### What the task asks
In the data below, find every line with the string "coordinates" and pull it out.

### Listed entries
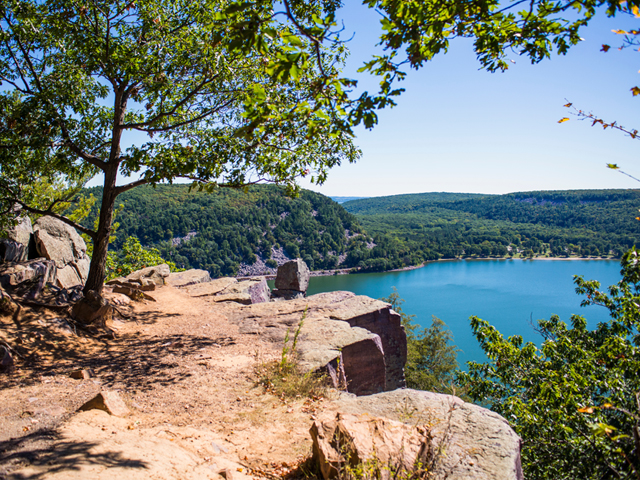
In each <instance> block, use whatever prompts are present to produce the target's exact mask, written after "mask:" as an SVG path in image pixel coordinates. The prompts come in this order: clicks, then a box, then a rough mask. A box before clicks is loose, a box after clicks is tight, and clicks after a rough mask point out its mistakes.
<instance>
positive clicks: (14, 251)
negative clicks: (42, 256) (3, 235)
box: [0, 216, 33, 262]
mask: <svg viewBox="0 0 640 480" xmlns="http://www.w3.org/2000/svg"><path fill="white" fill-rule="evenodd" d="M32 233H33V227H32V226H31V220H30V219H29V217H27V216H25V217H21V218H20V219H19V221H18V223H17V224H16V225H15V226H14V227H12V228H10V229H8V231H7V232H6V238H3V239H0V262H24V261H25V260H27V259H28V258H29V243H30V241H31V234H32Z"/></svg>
--
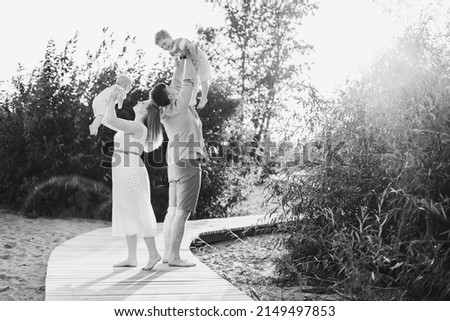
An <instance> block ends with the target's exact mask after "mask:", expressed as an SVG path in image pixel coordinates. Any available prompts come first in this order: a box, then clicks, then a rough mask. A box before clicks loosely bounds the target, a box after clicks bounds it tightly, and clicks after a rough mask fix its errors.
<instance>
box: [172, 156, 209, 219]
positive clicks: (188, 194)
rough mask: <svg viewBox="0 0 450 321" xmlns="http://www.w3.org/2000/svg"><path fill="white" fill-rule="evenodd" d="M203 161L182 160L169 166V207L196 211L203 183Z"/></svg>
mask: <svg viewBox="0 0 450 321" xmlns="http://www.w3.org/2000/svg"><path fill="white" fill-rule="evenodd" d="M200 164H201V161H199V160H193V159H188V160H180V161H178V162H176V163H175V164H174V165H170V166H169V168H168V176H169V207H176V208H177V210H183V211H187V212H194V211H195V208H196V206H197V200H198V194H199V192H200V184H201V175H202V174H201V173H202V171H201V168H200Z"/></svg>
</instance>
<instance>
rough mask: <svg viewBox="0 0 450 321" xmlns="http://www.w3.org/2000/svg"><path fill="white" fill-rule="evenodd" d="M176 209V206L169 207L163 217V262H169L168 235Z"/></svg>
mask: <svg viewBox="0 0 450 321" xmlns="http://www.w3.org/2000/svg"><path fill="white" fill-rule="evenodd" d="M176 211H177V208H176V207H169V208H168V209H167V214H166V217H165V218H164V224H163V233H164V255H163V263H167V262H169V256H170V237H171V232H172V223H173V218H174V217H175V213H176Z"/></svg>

### Answer box
In each <instance> block, use whatever prompts are present to produce the target's exact mask, written after "mask:" as an SVG path in image pixel coordinates. The prompts come in this order: clicks, then a box, then a rough mask. A box before clicks is loose, a box after clicks is tight, and clicks after a rough mask point out its mistakes.
An <instance> block ends with the target's exact mask after "mask:", expressed as an SVG path in image pixel coordinates. Any available prompts come first in this order: a box, then clicks, then a rough mask. A box before clicks loosely bounds the target, a box after clicks bounds it tightly, and clicks after a rough mask fix its errors.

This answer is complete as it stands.